A maior parte dos estudantes (51,9%) representou uma fisionomia florestal que pode ser relacionada com a Floresta Ombrófila Densa, sobre relevo acidentado. Quanto ao número e ao tipo de elementos desenhados, a média geral foi de 6,5 elementos, sendo os sete elementos mais representados: árvores (n=366), ervas (n=280), nuvens (n=271), sol (n=269), mar e fontes hídricas (n=207), colinas ou serras (n=205), e aves (n=205).

Árvores genéricas, cujas espécies não foi possível determinar pelo desenho, foram representadas em 92,7 % dos trabalhos. As flores aparecem em 33,4% das obras. Palmeiras, coqueiros, araucária e outros pinheiros foram representados com menor freqüência. Outros elementos freqüentemente representados foram os arbustos (22,8%) e os frutos redondos (9,9%), quase sempre vermelhos, desenhados no interior das árvores, seguidos pelo coco, com 2,5%.

◆ **Registros fornecidos**:

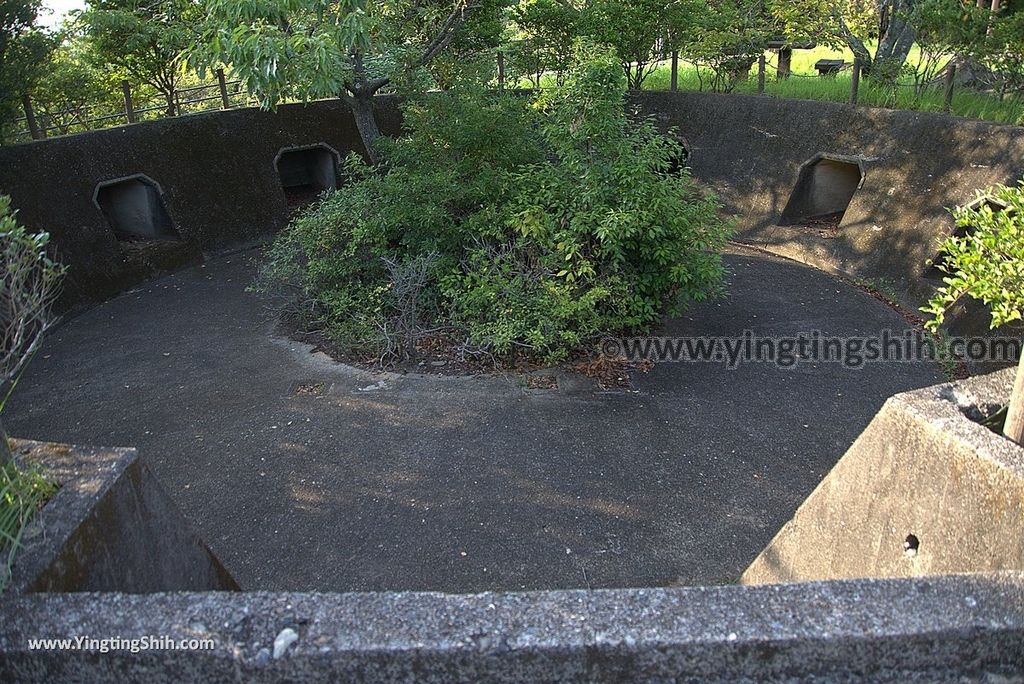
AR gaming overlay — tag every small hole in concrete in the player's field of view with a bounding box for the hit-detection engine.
[276,145,338,207]
[96,176,179,241]
[778,157,862,229]
[903,535,921,557]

◆ **Detalhes da tarefa**: Você pode reescrever como lista o parágrafo do trecho sobre os desenhos dos estudantes que começa com "Árvores genéricas, cujas espécies", mantendo seus dados principais?

◆ **Resposta ao exercício**:
- Árvores genéricas, cuja espécie não se pôde determinar pelo desenho: 92,7% dos trabalhos
- Flores: 33,4%
- Arbustos: 22,8%
- Frutos redondos, quase sempre vermelhos e desenhados no interior das árvores: 9,9%
- Coco: 2,5%
- Palmeiras, coqueiros, araucária e outros pinheiros: representados com menor frequência